──────── Source data ────────

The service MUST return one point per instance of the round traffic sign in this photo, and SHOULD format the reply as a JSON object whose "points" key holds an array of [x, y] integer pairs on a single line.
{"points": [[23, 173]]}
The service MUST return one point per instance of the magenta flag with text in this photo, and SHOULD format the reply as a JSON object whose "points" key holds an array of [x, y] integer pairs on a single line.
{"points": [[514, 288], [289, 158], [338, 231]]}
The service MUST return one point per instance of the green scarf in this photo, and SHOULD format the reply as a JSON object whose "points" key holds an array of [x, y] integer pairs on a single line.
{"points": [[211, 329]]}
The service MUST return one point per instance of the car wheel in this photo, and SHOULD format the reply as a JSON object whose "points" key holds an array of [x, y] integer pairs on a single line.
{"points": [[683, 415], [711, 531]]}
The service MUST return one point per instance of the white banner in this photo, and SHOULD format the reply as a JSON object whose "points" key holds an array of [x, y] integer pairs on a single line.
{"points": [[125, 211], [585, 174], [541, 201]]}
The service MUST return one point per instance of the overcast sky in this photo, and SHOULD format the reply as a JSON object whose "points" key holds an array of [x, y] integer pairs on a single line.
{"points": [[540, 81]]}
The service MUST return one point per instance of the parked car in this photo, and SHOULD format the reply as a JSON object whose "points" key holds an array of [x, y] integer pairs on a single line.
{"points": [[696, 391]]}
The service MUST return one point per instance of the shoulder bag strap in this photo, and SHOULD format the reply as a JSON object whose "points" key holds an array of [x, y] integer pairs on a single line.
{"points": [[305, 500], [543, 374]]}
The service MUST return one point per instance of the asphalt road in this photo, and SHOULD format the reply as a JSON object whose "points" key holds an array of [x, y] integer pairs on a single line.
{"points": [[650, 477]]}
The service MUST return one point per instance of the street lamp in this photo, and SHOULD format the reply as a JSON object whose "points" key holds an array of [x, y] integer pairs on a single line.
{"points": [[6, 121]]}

────────

Problem to solve: Print the entries once more, identical in every line.

Expected answer:
The service MUST return one point per instance of the round traffic sign in this photo, and SHOULD format the reply as a JSON object whose "points" key holds an array of [x, y] integer pairs on a single line.
{"points": [[23, 173]]}
The service MUST return one point per instance of the magenta flag with text in this photo, and SHOULD format the reply as a JSON object whose "points" key holds an array of [x, y] integer pairs on a single line.
{"points": [[514, 288], [289, 158], [338, 231]]}
The service MUST return one point per instance of the green scarf in this photo, and SHOULD format the reply as a JSON object whose "points" key holds an array of [x, y] integer pairs on a single line.
{"points": [[211, 329]]}
The service MUST return one point per instance of the car wheel in this photo, and SHOULD format the reply as a JSON object whose "points" key holds an array of [x, y] integer pairs on a single line.
{"points": [[683, 415], [711, 531]]}
The service MUST return one point per instance of the white banner in this photo, and SHOULD format the reply as a JSON object whose "points" key holds an array of [x, y] integer pairs on a single line.
{"points": [[125, 211], [585, 174], [541, 201]]}
The service MUST return one point per instance of the overcast sky in this photo, and SHOULD format the reply as a JSON object whose "points" key holds an array of [x, y] integer pairs on a single line.
{"points": [[540, 81]]}
The service MUST return one point per instance of the parked car in this photo, and SHOULD format the reply as a JSON object whose "points" key holds an array of [x, y] integer pairs on a single line.
{"points": [[696, 391]]}
The service MUST return one point per instance of the shoulder bag strap in this photo, and SHOULD format the reply as a JSON object whose "points" key holds an array of [x, y] integer pairs on a single line.
{"points": [[305, 500], [543, 374]]}
The service MUST return one point per instance of the asphalt road in this photo, and SHOULD format the reply as a JSON object whose "points" key holds an array of [x, y] integer pairs on a single line.
{"points": [[650, 477]]}
The service MUST return one point per instance of the street lamp in this photo, and SHOULD format the reply as a JSON object whose "points" key holds an array of [x, y] integer pairs on a single line.
{"points": [[6, 121]]}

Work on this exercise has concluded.